— TRAVAIL À FAIRE —
[A] Résumez en deux phrases l'entretien sur le « Manuel de l'Oreiller ».
[B] Répondez aux questions suivantes à partir de l'entretien sur le « Manuel de l'Oreiller ».
(i) Pendant combien d'années J.C. a-t-il planché sur le sujet ?
(ii) Combien de temps a duré l'écriture du livre ?
(iii) D'après la question de F.V., qui se satisfait du choix d'oreillers dans le commerce ?
[C] Citez sans aucune modification le passage de l'entretien sur le « Manuel de l'Oreiller » qui va de « F.V. : Votre » jusqu'à « des choses ? » inclus.

— EXTRAIT DU DOCUMENT —
===============

F.V. : Votre livre “Manuel de l’Oreiller” paru il y a quelques mois propose une approche assez exhaustive du sujet, on sent que c’est votre passion…
J.C. : j’écris sur ce que je connais, après avoir déjà planché pendant 25 ans sur le sujet, et comme je suis au contact des utilisateurs tous les jours, il m’a semblé temps de faire profiter le plus grand nombre des connaissances accumulées. 25 ans de travail, je ne sais pas si c’est le seuil de la légitimité, mais en tout cas j’étais prêt et c’est sorti tout seul en quelques semaines d’écriture.

F.V. : Vous décrivez dans votre livre une situation assez terrible, un choix d’oreillers dans le commerce plutôt à côté de la plaque, dont pratiquement personne ne se satisfait, ce n’est pas un peu radical comme vision des choses ?

===============

— Données extraites d'un jeu de données —
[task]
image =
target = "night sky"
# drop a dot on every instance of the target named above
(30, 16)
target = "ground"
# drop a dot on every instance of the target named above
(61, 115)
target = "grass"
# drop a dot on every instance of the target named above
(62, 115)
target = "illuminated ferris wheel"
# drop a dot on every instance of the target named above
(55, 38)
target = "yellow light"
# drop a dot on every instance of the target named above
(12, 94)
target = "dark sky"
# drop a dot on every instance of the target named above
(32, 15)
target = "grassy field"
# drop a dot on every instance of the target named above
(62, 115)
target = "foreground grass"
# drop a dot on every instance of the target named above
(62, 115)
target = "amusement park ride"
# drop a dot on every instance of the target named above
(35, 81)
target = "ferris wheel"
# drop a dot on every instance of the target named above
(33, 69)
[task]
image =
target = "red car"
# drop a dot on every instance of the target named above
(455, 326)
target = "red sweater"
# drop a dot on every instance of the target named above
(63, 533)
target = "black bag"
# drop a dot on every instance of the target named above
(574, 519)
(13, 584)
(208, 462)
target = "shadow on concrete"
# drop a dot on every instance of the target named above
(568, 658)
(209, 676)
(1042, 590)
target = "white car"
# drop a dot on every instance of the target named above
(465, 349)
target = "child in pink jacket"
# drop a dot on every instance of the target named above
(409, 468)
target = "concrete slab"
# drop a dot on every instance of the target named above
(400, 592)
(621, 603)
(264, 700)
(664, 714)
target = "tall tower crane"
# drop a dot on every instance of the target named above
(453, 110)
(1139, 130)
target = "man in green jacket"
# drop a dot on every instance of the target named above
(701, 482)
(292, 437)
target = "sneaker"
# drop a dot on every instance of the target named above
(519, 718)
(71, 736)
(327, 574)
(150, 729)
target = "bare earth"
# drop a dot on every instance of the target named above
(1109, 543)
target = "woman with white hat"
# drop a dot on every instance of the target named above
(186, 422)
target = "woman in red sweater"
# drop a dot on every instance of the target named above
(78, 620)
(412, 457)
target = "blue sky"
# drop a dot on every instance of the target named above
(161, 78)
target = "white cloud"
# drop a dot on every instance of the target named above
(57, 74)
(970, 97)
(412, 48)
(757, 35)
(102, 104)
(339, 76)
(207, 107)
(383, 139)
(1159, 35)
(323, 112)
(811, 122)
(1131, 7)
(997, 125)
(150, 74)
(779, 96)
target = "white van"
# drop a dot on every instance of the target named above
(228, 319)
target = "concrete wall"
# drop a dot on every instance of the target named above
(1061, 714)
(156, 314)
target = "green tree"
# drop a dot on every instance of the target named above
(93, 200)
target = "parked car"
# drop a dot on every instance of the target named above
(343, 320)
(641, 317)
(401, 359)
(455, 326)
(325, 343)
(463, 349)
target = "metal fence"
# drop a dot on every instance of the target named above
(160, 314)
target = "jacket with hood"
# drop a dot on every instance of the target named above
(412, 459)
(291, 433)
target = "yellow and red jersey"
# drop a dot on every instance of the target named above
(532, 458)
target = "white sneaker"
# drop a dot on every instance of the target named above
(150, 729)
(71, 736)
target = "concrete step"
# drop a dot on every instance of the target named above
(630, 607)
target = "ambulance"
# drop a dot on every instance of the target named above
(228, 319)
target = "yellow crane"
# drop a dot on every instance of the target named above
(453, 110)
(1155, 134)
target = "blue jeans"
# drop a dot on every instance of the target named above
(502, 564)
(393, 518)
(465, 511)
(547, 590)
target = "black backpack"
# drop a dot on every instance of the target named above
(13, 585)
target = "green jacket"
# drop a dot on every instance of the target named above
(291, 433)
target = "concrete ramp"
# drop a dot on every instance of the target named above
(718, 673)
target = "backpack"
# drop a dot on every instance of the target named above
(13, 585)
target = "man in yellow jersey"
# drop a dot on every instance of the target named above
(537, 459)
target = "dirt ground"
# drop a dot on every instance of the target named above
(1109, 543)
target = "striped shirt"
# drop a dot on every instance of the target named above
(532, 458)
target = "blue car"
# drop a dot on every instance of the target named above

===============

— RÉPONSES CI-DESSOUS —
[A] Dans cet entretien sur le « Manuel de l'Oreiller », J.C. explique avoir écrit ce livre après 25 ans de travail sur le sujet et au contact quotidien des utilisateurs, afin de faire profiter le plus grand nombre de ses connaissances, et précise qu'il l'a rédigé en quelques semaines. F.V. demande ensuite si la description, dans le livre, d'un choix d'oreillers du commerce dont pratiquement personne ne se satisfait n'est pas une vision un peu radicale.

[B]
(i) Pendant 25 ans.
(ii) Quelques semaines.
(iii) Pratiquement personne.

[C]
F.V. : Votre livre “Manuel de l’Oreiller” paru il y a quelques mois propose une approche assez exhaustive du sujet, on sent que c’est votre passion…
J.C. : j’écris sur ce que je connais, après avoir déjà planché pendant 25 ans sur le sujet, et comme je suis au contact des utilisateurs tous les jours, il m’a semblé temps de faire profiter le plus grand nombre des connaissances accumulées. 25 ans de travail, je ne sais pas si c’est le seuil de la légitimité, mais en tout cas j’étais prêt et c’est sorti tout seul en quelques semaines d’écriture.

F.V. : Vous décrivez dans votre livre une situation assez terrible, un choix d’oreillers dans le commerce plutôt à côté de la plaque, dont pratiquement personne ne se satisfait, ce n’est pas un peu radical comme vision des choses ?